Saturday, October 07, 2006

Okami!

So... I got and have been playing Okami for the PS2. Let me tell you, there is a reasonable chance that this is the best video game ever made.

These are not words one can throw around flippantly in a world where Spyro 3 exists, such as, for example, this one. But throw around I shall! Because dammit, Okami is fabulous beyond reckoning. For those unaware of the general plot, a fantasy version of feudal Japan is overrun with monsters, and you are a god, taken form of a wolf, to destroy the chief monster, using the power of calligraphy.

No, that last part is accurate. You have weapons in the form of your mighty wolf jaws and even magical swords and whips and whatnot you weild with some sort of god power, but your main weapon in monster battling, and your constant companion during the platforming, is the celestial brush. As the game goes on, you acquire brush techniques that do all kinds of things: slash, explode, control fire, slow time, even turn night into day and vice versa (which doesn't help with the battling much but does have effect on the quests available and the way people and things interact with you). This is the core of the gameplay, and it's perfect! You hold down a button, and the screen turns to parchment, and you use the analog stick to draw what you want. The drawings are simple, intuative, and hard to screw up. You use the same simple motions, but they are context-sensitive... draw a circle and it can either bring out the sun, make a tree bloom, or create a lily pad, depending on where you're drawing it. Add a line to the top of the circle, though, and it turns into a bomb, wherever it is. It would have been so easy to make the process ridiculously complex or overly sensitive (see: Black and White), but instead it's elegant and damn pretty as well. The whole game is damn pretty, actually, as you destroy demons to revivify dead landscapes and make flowers bloom and OH with the prettiness. And fun gameplay. And humor (the characters are all patently rediculous; this is not a game that takes itself seriously. From the inch-high man riding your back to the well-stacked high priestess to the inexplicably french master swordsman, all manner of strangeness). And god powers. And LENGTH (thirty hours of gameplay and I've only got ten of the 13 powers)! Not just straight-up length, based on merciless item collection or vague sandboxery, but CONTENT-RICH length.

Also, you can feed monkeys. And you get rewarded for it. Seriously, there is a monkey-feeding aspect to the game that is entirely optional. You walk up to a monkey, give it a sack of food, and little hearts start appearing over its head. Buy this game!

1 Comments:

Anonymous Anonymous said...

I want this game but I don't think I would have time to play it. I've wanted this game since I first heard of it.

Problems and tasks:
1) Reproduce the part of the Okami post starting at "Also, you can" and ending at "Anonymous Anonymous said...".
2) In the Okami post, what happens when a line is added to the top of a drawn circle?
Rely on the Okami post alone.

Source material:

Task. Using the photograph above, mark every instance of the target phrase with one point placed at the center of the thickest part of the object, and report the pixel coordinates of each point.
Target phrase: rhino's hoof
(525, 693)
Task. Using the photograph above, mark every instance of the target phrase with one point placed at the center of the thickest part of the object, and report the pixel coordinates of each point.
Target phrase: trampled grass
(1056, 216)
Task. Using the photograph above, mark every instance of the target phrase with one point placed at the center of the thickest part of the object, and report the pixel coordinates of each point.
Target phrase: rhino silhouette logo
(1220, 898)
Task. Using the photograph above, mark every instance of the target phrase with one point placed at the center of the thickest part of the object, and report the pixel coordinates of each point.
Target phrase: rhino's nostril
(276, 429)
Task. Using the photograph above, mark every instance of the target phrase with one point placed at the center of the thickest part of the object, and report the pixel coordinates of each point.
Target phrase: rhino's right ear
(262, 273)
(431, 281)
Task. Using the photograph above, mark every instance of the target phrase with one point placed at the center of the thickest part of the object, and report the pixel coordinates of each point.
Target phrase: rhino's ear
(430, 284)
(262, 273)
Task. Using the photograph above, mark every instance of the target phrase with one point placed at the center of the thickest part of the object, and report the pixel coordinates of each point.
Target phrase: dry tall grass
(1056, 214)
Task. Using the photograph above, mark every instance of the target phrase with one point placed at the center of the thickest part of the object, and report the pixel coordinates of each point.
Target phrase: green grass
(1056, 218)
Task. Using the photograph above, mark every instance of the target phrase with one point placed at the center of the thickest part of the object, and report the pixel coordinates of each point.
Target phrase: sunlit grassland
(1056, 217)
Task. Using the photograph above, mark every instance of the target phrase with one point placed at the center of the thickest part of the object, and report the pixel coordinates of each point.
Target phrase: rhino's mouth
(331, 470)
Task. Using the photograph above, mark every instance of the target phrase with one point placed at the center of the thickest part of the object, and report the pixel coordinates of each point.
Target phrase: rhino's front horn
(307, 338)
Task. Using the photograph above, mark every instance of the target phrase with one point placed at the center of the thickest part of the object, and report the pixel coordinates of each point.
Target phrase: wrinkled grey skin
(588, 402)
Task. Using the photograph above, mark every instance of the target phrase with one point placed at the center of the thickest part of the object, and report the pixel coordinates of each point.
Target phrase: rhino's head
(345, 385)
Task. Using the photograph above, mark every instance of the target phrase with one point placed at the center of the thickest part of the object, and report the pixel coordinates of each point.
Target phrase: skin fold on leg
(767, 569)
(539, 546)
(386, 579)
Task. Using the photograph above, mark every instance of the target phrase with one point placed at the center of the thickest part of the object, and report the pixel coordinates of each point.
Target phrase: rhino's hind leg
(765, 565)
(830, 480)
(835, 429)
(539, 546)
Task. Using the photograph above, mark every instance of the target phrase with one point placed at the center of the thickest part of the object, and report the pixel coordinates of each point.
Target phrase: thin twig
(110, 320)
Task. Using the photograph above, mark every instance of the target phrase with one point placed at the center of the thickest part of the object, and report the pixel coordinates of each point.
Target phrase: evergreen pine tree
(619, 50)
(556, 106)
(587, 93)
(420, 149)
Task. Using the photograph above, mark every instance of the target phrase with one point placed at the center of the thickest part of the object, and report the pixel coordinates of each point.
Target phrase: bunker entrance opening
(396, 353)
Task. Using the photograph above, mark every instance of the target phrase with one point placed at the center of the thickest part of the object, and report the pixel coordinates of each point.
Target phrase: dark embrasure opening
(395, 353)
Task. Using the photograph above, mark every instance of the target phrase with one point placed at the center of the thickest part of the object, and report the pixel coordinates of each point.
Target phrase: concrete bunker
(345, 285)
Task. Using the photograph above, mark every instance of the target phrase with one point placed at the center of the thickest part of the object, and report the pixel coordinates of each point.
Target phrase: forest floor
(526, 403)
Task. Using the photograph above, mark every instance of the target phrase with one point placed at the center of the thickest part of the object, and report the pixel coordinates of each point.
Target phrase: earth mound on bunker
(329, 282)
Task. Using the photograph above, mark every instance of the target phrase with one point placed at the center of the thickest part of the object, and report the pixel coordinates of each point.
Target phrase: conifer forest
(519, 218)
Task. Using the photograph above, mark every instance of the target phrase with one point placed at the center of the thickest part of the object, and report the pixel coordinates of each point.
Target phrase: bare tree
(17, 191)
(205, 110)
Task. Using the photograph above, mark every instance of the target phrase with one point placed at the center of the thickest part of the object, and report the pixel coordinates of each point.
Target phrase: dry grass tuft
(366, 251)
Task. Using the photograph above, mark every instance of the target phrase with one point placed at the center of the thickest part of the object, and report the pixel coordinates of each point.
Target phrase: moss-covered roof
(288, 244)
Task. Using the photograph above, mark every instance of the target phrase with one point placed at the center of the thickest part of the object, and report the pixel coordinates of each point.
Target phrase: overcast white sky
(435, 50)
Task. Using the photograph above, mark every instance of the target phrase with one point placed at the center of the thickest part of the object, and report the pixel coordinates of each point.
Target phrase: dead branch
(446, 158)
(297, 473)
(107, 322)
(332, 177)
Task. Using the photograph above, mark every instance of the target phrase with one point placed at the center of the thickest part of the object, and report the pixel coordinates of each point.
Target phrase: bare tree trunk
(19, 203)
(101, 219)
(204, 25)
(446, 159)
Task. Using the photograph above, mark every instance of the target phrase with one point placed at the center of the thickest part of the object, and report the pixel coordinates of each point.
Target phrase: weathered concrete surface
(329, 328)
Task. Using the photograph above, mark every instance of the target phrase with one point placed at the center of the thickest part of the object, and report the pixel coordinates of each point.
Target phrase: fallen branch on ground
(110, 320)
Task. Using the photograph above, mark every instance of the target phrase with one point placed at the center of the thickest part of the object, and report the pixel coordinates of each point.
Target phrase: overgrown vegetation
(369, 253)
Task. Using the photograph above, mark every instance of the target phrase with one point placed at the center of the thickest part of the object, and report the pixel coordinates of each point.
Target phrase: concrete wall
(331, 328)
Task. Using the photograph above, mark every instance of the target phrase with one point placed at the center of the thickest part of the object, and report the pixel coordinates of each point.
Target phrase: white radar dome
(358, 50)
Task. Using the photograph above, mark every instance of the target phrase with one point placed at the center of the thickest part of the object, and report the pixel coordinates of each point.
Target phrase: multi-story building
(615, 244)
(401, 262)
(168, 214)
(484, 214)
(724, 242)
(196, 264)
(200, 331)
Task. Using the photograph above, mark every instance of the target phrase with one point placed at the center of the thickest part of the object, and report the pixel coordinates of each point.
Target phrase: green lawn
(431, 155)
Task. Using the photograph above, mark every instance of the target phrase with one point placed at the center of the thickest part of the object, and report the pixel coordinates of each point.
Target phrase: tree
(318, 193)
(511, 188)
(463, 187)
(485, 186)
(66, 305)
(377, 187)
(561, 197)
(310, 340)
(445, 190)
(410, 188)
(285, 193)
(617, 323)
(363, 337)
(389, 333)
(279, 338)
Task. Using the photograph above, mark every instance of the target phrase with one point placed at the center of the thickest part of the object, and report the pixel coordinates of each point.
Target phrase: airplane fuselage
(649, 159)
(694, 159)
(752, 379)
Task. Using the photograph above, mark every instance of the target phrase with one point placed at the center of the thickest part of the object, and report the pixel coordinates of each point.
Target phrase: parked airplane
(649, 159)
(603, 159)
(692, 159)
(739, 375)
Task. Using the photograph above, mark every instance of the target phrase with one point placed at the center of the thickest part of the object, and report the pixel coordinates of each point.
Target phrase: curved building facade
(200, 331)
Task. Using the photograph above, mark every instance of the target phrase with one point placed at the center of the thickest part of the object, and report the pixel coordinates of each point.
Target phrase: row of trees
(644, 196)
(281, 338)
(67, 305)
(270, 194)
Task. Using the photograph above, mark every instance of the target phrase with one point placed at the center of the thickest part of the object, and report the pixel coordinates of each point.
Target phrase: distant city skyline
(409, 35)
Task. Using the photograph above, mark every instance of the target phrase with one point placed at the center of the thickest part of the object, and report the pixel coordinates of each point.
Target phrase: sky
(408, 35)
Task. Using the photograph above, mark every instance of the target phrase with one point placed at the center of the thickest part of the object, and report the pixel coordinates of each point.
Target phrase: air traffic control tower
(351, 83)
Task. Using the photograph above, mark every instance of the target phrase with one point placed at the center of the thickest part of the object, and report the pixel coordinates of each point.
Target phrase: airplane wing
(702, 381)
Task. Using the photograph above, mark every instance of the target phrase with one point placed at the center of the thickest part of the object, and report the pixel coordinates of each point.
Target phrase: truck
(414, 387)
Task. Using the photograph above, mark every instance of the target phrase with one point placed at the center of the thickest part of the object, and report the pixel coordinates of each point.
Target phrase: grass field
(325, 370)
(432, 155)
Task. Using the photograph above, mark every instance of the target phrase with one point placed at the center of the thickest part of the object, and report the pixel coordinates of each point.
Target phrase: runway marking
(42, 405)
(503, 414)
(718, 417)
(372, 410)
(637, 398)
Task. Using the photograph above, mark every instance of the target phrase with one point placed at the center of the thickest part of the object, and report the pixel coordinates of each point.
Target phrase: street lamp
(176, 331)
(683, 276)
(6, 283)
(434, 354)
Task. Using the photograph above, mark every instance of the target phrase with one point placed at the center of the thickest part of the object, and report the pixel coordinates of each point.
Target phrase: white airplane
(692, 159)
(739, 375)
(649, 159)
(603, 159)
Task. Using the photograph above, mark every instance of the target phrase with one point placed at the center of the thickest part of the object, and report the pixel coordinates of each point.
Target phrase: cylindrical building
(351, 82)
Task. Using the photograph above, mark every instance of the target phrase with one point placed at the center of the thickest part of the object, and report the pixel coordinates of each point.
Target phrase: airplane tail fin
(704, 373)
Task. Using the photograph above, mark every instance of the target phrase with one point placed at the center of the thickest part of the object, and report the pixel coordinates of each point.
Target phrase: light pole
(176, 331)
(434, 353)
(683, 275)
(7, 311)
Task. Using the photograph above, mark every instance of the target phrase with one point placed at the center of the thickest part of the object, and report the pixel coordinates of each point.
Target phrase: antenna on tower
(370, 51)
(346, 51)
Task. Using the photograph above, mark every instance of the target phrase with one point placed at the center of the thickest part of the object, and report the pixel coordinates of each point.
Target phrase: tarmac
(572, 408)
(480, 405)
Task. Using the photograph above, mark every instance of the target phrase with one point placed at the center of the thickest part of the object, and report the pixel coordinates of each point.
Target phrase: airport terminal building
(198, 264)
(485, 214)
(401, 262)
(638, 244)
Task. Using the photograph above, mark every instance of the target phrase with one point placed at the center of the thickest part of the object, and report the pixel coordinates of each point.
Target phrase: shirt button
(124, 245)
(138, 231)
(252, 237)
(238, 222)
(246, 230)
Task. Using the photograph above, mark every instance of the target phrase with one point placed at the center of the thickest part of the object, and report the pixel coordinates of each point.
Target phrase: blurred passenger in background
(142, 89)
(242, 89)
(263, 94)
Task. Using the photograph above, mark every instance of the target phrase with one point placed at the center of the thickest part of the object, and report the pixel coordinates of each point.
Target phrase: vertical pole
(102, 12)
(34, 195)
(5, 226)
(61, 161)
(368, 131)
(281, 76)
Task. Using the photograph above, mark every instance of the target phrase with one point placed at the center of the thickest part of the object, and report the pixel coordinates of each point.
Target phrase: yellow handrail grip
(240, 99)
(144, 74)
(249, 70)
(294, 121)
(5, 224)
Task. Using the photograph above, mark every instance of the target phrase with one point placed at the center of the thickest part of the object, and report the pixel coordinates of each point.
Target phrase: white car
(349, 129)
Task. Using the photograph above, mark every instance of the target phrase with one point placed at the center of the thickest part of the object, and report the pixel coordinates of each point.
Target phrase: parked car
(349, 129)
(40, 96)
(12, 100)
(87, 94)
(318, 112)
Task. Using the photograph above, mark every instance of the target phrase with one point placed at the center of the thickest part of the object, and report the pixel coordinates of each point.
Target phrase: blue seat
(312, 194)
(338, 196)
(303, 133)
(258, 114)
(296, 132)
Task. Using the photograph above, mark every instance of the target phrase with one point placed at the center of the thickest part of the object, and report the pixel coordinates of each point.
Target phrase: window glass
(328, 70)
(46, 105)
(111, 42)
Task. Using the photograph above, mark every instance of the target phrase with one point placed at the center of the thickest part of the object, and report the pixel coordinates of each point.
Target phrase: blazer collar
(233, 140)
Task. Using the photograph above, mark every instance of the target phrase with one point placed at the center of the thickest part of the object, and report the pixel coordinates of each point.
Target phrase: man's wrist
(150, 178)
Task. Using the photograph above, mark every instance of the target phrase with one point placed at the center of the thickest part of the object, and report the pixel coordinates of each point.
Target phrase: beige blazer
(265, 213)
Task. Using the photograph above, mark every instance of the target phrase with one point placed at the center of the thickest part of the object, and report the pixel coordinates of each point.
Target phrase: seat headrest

Exercise solutions:
1)
Also, you can feed monkeys. And you get rewarded for it. Seriously, there is a monkey-feeding aspect to the game that is entirely optional. You walk up to a monkey, give it a sack of food, and little hearts start appearing over its head. Buy this game!

1 Comments:

Anonymous Anonymous said...

2) The circle turns into a bomb, wherever it is drawn.